WRITTEN PROBLEM: Extract, exactly as written, all lines of the material below from the line that includes "Please put a point on each instance of the stone step" through its last line.

Point labeling examples:
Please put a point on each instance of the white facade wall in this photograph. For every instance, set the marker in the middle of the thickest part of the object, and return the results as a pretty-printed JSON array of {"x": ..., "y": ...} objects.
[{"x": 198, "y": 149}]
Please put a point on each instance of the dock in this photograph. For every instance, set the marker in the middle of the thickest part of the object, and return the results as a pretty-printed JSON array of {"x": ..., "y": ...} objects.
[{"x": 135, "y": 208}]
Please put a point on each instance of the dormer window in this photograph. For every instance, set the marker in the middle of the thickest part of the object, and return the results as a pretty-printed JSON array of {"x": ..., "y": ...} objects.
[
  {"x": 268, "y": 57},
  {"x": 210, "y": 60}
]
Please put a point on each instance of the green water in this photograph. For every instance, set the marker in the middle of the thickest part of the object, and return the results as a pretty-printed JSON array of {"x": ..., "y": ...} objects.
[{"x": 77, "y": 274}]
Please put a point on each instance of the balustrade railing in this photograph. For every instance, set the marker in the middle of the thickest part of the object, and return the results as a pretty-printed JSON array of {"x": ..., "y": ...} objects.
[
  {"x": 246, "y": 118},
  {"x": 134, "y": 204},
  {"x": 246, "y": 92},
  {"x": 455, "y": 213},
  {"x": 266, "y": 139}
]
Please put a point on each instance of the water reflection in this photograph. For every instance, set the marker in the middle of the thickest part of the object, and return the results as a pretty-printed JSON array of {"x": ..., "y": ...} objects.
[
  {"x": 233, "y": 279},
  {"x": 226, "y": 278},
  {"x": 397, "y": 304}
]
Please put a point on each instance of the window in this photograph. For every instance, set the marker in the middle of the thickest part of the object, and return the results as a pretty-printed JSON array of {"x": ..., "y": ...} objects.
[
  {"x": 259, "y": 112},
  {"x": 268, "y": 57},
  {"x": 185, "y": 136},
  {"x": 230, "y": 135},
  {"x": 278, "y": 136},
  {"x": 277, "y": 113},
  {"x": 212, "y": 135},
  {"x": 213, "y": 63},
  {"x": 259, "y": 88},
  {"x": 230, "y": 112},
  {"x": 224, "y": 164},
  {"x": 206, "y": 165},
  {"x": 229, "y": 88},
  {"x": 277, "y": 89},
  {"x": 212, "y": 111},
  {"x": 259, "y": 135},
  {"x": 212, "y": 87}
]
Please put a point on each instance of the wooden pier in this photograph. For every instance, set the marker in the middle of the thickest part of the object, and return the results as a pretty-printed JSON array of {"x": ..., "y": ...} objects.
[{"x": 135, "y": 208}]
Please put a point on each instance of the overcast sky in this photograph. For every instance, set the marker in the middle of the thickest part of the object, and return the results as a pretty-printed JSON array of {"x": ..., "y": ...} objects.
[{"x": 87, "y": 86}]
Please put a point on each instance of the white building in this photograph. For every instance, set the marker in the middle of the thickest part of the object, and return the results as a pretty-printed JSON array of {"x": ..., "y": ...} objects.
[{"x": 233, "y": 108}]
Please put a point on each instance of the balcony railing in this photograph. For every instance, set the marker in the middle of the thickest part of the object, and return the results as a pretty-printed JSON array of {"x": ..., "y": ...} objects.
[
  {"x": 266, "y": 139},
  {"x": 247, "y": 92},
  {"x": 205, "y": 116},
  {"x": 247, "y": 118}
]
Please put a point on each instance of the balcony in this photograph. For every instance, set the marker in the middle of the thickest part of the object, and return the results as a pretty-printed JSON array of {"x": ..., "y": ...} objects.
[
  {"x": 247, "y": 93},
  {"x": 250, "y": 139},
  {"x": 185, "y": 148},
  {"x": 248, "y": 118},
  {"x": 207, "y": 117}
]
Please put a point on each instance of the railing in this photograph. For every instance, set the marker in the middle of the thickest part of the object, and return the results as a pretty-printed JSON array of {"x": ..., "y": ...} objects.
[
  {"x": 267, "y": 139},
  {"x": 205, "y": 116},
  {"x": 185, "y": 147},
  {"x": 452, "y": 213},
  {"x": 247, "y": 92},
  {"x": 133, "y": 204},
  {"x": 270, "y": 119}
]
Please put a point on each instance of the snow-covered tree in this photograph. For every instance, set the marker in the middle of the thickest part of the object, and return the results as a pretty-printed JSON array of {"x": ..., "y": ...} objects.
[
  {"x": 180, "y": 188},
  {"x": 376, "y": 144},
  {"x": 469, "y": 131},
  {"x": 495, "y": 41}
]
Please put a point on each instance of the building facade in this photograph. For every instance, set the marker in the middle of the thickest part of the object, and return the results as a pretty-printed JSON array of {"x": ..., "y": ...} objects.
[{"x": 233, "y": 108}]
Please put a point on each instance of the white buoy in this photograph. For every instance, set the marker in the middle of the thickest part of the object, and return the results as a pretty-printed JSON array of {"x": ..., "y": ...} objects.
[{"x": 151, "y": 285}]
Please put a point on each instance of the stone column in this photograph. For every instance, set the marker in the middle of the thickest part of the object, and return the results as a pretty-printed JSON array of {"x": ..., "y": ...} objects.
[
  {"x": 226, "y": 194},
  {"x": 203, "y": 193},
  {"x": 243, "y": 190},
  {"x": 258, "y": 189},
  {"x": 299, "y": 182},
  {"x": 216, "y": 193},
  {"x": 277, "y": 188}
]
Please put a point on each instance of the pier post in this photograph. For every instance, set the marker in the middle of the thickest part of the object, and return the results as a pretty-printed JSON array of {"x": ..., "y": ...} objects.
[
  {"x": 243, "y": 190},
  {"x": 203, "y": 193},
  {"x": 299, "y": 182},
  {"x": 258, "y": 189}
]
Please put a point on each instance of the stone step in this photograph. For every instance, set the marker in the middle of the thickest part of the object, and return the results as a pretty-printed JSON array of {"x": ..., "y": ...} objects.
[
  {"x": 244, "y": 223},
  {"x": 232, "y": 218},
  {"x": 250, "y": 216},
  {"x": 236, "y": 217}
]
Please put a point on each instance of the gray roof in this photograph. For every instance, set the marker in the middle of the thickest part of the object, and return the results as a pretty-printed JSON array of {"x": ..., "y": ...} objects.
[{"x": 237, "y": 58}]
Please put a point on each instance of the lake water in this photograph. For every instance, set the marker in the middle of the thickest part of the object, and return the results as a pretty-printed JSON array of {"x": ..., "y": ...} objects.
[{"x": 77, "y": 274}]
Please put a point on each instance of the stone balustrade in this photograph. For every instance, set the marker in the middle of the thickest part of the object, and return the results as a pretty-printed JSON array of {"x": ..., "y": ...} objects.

ANSWER IN FULL:
Please put a point on each instance of the stone step in this photograph. For every instance, set the marker in the middle of the thickest part of the object, and return the results as a pretty-printed JSON array of {"x": ..., "y": ...} objects.
[
  {"x": 244, "y": 223},
  {"x": 232, "y": 218},
  {"x": 250, "y": 216},
  {"x": 236, "y": 217}
]
Please put a point on each instance of the gray roof in this photograph. For every instance, set the marker in the middle of the thickest part of the object, and return the results as a pretty-printed JSON array of {"x": ..., "y": ...} objects.
[{"x": 237, "y": 58}]
Please put a point on each instance of the lake water in this photograph. For every instance, set the marker in the middle of the thickest part of the object, and return the results as a pretty-printed JSON array of {"x": ..., "y": ...} objects.
[{"x": 77, "y": 274}]
Please put a point on each instance of the stone balustrade in this photograph. For every instance, set the marker in the middle of the thickest part of the object, and return the results as a pretty-printed JSON array of {"x": ..., "y": ...} objects.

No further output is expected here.